Records from a data source:
★ ★ ★ ★ ★ ★ ★

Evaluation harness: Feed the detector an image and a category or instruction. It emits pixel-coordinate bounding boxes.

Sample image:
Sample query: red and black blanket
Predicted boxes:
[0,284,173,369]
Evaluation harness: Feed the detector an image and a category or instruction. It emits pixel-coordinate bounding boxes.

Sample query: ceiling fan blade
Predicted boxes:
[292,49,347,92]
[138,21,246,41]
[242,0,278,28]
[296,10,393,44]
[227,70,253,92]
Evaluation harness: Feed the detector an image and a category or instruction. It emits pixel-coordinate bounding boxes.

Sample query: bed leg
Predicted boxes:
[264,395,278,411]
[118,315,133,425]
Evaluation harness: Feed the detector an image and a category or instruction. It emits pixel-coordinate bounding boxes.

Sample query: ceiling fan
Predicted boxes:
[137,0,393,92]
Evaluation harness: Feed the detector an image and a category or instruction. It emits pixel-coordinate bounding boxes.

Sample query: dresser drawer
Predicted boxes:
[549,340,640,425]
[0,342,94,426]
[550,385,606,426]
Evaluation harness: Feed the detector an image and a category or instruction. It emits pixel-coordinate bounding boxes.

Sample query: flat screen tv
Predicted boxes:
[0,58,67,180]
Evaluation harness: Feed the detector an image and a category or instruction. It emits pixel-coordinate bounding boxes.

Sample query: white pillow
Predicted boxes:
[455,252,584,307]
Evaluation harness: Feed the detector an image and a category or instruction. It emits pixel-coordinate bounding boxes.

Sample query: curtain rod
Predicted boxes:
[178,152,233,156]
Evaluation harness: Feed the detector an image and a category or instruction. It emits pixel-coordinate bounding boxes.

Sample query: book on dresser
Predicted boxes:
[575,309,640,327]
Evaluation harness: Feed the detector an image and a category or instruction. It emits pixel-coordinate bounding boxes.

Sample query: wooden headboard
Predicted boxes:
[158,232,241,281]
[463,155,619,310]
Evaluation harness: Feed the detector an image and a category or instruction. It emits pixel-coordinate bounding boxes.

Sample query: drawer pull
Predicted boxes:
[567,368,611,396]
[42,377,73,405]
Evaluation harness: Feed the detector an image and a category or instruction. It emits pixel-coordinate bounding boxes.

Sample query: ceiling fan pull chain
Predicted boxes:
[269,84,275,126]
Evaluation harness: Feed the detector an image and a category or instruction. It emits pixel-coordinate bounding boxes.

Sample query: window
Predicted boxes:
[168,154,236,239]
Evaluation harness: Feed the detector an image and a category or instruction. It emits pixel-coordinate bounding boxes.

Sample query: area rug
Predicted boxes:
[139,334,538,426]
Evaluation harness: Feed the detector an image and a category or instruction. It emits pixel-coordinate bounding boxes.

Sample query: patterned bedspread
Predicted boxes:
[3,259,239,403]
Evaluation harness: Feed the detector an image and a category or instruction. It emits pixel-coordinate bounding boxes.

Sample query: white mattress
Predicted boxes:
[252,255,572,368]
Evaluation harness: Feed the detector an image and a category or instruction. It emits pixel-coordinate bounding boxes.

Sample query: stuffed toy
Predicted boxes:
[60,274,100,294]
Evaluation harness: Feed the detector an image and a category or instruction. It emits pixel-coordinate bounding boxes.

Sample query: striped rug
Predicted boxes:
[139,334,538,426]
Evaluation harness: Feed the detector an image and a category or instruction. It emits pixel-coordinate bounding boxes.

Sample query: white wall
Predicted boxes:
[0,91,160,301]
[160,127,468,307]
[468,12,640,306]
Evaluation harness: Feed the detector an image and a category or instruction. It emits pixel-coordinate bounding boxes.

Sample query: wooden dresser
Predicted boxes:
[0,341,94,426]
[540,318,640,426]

★ ★ ★ ★ ★ ★ ★

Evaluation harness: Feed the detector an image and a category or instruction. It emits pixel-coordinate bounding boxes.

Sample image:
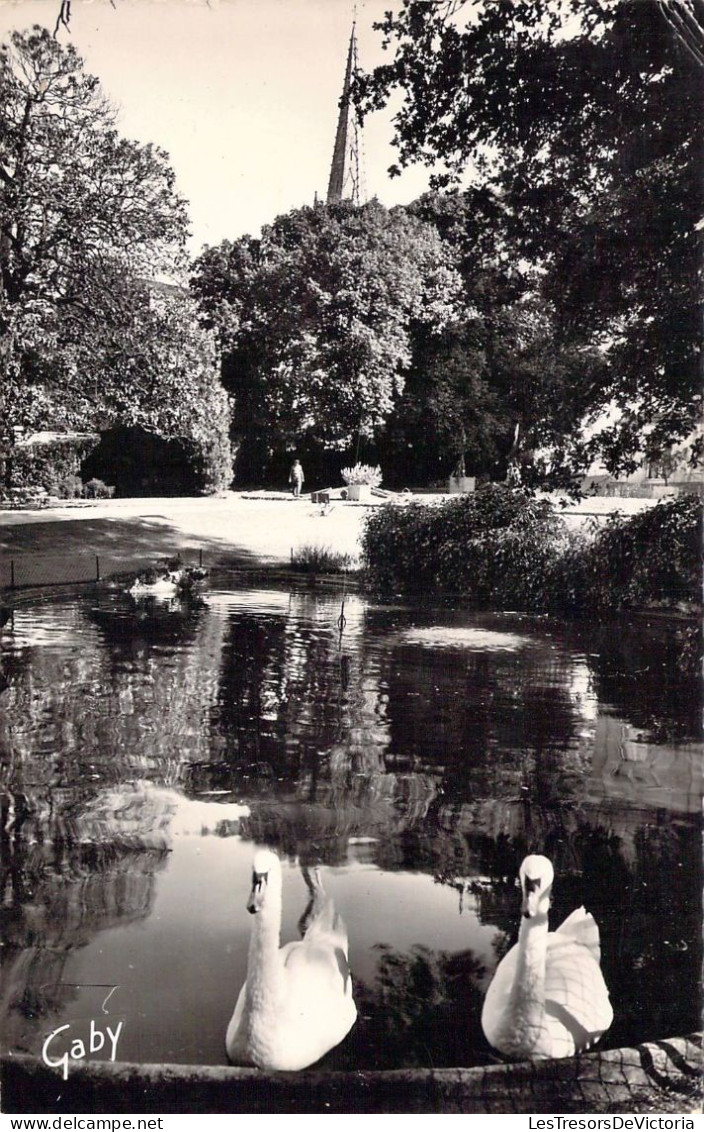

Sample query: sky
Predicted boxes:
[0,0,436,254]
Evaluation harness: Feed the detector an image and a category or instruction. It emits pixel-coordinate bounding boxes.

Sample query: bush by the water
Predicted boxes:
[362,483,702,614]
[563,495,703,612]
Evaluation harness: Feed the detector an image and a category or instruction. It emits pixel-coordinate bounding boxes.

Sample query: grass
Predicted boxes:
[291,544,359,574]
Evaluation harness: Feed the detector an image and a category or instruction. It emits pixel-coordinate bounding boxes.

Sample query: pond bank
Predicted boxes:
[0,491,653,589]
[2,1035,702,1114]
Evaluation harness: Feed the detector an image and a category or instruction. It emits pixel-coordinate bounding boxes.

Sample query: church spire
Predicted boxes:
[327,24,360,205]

★ ★ ★ ★ ★ ★ ★

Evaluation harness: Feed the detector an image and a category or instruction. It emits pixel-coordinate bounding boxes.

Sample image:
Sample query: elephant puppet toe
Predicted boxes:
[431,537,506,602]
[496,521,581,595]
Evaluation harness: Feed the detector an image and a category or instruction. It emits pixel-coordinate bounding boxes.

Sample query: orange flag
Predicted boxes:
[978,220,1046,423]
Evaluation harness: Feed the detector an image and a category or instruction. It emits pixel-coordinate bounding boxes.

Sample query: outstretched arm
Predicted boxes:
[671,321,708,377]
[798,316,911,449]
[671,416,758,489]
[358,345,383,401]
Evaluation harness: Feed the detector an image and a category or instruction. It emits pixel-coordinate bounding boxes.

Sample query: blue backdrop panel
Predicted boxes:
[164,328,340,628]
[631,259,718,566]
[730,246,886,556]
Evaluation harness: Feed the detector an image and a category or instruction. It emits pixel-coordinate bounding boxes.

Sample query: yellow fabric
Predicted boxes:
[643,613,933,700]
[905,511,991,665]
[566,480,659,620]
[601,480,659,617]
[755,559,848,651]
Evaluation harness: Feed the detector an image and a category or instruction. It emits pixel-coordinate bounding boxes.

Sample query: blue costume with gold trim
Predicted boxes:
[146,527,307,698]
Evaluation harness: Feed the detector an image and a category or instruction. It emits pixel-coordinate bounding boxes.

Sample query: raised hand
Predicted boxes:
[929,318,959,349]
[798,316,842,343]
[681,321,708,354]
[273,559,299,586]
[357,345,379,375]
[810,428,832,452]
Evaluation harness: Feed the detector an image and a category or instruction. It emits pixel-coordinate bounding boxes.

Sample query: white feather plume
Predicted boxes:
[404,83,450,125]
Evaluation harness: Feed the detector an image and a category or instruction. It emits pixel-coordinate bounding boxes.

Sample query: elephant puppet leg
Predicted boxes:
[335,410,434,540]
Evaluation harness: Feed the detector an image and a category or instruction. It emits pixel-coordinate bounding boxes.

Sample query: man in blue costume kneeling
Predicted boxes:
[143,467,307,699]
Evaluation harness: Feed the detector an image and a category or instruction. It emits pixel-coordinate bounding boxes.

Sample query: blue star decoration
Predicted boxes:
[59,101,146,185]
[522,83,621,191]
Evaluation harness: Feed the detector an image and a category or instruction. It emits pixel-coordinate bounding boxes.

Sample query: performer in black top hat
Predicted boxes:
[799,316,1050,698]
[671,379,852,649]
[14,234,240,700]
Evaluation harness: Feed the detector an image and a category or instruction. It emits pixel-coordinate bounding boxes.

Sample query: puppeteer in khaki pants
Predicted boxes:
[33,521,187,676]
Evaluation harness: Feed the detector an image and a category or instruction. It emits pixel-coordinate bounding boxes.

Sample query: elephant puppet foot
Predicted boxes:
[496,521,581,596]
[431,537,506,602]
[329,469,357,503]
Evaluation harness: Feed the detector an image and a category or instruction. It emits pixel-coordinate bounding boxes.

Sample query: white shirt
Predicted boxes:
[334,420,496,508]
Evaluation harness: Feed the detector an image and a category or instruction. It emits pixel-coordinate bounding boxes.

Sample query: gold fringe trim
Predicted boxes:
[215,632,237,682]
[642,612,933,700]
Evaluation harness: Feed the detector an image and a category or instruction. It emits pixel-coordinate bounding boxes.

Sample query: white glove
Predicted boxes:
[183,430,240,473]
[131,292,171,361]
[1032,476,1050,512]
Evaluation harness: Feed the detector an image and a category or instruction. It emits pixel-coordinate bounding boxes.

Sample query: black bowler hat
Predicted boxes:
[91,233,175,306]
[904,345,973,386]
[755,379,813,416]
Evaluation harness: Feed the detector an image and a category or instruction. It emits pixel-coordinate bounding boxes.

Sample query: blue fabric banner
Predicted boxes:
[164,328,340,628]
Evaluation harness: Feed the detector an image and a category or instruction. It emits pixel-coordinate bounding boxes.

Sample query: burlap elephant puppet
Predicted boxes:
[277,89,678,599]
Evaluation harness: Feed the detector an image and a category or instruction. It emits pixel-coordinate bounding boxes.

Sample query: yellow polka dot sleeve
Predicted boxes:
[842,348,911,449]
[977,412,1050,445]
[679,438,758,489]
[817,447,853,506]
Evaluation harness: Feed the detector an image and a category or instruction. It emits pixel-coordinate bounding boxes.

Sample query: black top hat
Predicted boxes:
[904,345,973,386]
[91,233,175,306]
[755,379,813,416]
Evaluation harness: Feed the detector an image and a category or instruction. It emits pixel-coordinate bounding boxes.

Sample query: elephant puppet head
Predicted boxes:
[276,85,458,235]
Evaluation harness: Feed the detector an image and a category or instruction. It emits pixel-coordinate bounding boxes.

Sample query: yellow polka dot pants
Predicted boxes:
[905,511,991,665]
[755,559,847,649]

★ ★ ★ ★ ★ ★ ★

Which lines of the rows above contain the string "elephant"? List each one in full, treating case as significant.

Exercise answer:
Sample query: elephant puppet toe
Sample query: elephant puppet leg
Sample query: elephant puppet foot
Sample query: burlap elephant puppet
Sample query: elephant puppet head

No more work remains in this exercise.